(Records for this task)

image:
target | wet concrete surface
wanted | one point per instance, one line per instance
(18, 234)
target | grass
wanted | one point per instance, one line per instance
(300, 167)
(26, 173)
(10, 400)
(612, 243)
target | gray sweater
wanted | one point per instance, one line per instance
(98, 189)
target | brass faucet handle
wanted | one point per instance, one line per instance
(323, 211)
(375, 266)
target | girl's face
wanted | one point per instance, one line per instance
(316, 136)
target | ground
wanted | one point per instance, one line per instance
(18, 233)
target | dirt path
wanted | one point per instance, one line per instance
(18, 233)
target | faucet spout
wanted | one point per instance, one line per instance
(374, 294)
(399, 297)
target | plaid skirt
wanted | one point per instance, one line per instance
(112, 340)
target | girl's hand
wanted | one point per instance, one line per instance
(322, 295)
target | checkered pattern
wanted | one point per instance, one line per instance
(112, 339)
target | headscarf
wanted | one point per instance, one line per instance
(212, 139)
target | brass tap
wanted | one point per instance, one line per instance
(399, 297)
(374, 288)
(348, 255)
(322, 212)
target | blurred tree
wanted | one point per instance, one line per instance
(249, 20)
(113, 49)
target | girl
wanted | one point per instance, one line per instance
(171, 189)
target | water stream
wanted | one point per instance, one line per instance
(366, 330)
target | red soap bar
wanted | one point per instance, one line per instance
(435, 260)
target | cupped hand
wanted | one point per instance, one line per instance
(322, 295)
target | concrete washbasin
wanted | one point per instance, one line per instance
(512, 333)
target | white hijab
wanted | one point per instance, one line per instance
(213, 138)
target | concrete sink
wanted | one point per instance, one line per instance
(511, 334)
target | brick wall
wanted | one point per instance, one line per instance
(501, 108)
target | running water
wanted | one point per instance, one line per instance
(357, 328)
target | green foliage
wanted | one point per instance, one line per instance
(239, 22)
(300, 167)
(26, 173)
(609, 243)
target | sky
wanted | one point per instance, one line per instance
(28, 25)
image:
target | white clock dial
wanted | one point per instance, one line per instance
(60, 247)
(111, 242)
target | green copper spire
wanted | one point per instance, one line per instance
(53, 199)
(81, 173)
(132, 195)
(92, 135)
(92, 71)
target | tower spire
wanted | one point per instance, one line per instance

(End Records for this task)

- **What you are asked to do**
What is needed is a word-for-word copy of all the material.

- **Output for this task**
image:
target | wet concrete surface
wanted | one point per instance, one line per instance
(18, 234)
target | grass
wanted | one point per instance, one line per instance
(300, 167)
(26, 173)
(10, 400)
(612, 243)
target | gray sweater
wanted | one point per instance, one line per instance
(98, 189)
target | brass faucet handle
wanted | one point per instance, one line per instance
(323, 211)
(375, 266)
target | girl's face
wanted | one point per instance, one line per instance
(316, 136)
target | ground
wanted | one point per instance, one line per instance
(18, 233)
target | dirt path
wanted | one point per instance, one line per instance
(18, 233)
target | faucet spout
wanted | one point per instance, one line per instance
(374, 294)
(399, 297)
target | plaid skirt
wanted | one point per instance, one line per instance
(112, 340)
target | girl's hand
wanted | one point per instance, one line per instance
(322, 295)
target | checkered pattern
wanted | one point per instance, one line per instance
(112, 339)
target | headscarf
wanted | one point per instance, one line per instance
(212, 139)
target | brass tap
wanted | one point per instance, one line per instance
(399, 297)
(374, 288)
(348, 255)
(322, 212)
target | blurred tree
wanted | one point per instance, one line per instance
(249, 20)
(113, 49)
target | girl
wanted | one point per instance, one line per instance
(171, 189)
target | water stream
wanted | one point per instance, one line per instance
(366, 330)
target | red soap bar
wanted | one point per instance, one line per instance
(435, 260)
target | cupped hand
wanted | one point per instance, one line per instance
(322, 295)
target | concrete washbasin
wanted | one point per instance, one line per instance
(512, 333)
target | white hijab
wanted | one point per instance, one line per instance
(213, 138)
target | concrete sink
wanted | one point per instance, one line per instance
(511, 334)
target | brick wall
wanted | one point per instance, one line per instance
(501, 108)
target | running water
wanted | one point per instance, one line per instance
(357, 328)
target | green foliage
wanted | one point per instance, one line per instance
(239, 22)
(300, 167)
(26, 173)
(609, 243)
target | sky
wanted | one point per instance, one line per instance
(28, 25)
image:
target | white clock dial
wanted | one point per instance, one line per instance
(60, 247)
(111, 242)
target | green copper spire
wanted | one point per instance, one line per instance
(53, 199)
(81, 173)
(132, 195)
(92, 135)
(92, 71)
target | tower spire
wanted | one point per instance, one line per instance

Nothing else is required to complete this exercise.